▶ [Texte fourni]

Intervention de André Guiol

Réunion du 5 décembre 2022 à 10h30
Loi de finances pour 2023 — Défense

Photo de André GuiolAndré Guiol :

Monsieur le président, monsieur le ministre, mes chers collègues, la mission « Défense » s’inscrit dans un contexte géopolitique de plus en plus lourd.

Nous assistons en effet à des confrontations plus ou moins directes entre puissances, associant provocations et démonstrations de forces militaires, à l’instar de celles de la Corée du Nord avec ses derniers essais de missiles balistiques à la barbe du Japon.

Tout aussi grave, nous voyons la contestation, par la Russie en Ukraine, d’un ordre international fondé sur des règles, dont la première, fondamentale, est le respect de la souveraineté des frontières.

▶ [Consignes de l'exercice]
[1] Transcrivez fidèlement le passage de l'intervention sur la mission « Défense » qui va de « Réunion du 5 » à « souveraineté des frontières. ».
[2] Répondez brièvement à ces questions sur l'intervention sur la mission « Défense » :
(a) À quelle date et à quelle heure la réunion s'est-elle tenue ?
(b) Quel pays a effectué des essais de missiles balistiques ?
(c) Quelle est la première règle de l'ordre international citée dans l'intervention ?
[3] Résumez l'intervention sur la mission « Défense » en deux phrases.

▶ [Données]
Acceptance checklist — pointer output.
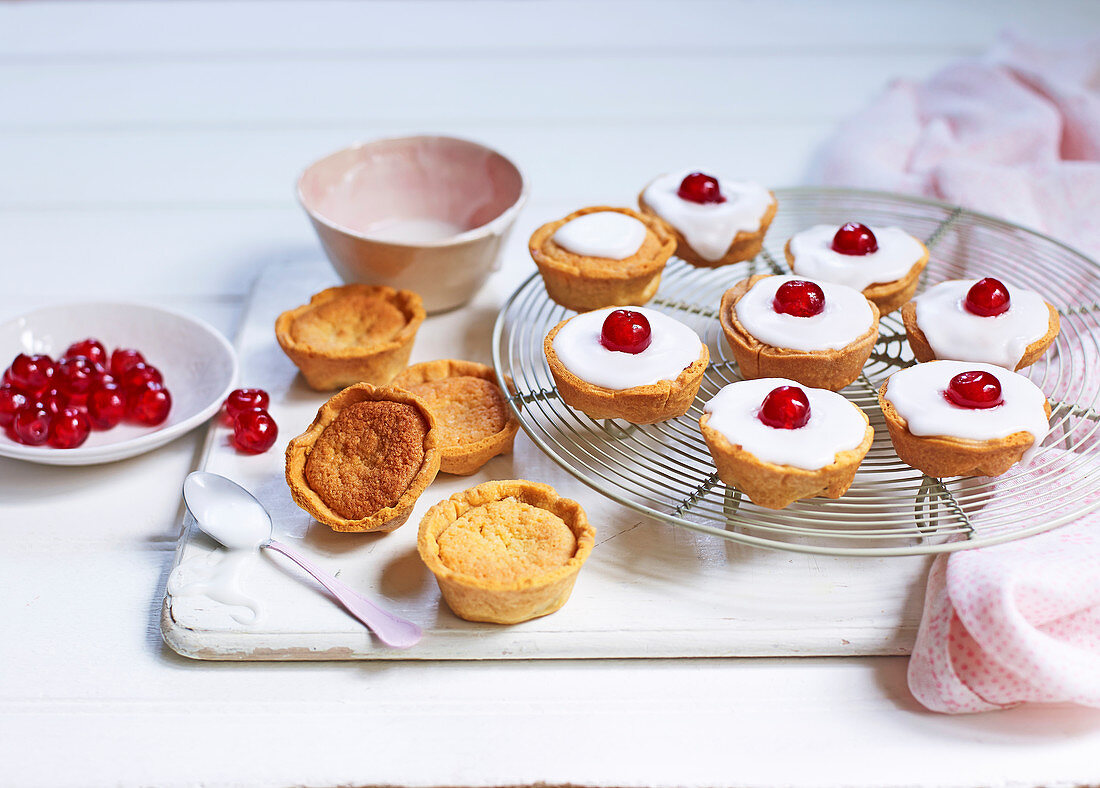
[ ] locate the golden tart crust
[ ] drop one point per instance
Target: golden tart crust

▶ [Réponses attendues]
[1]
Réunion du 5 décembre 2022 à 10h30
Loi de finances pour 2023 — Défense

Photo de André GuiolAndré Guiol :

Monsieur le président, monsieur le ministre, mes chers collègues, la mission « Défense » s’inscrit dans un contexte géopolitique de plus en plus lourd.

Nous assistons en effet à des confrontations plus ou moins directes entre puissances, associant provocations et démonstrations de forces militaires, à l’instar de celles de la Corée du Nord avec ses derniers essais de missiles balistiques à la barbe du Japon.

Tout aussi grave, nous voyons la contestation, par la Russie en Ukraine, d’un ordre international fondé sur des règles, dont la première, fondamentale, est le respect de la souveraineté des frontières.

[2]
(a) Le 5 décembre 2022 à 10h30.
(b) La Corée du Nord.
(c) Le respect de la souveraineté des frontières.

[3] André Guiol situe la mission « Défense » de la loi de finances pour 2023 dans un contexte géopolitique de plus en plus lourd, marqué par des confrontations entre puissances, comme les essais de missiles balistiques de la Corée du Nord. Il juge tout aussi grave la contestation par la Russie, en Ukraine, d'un ordre international fondé sur des règles, dont la première est le respect de la souveraineté des frontières.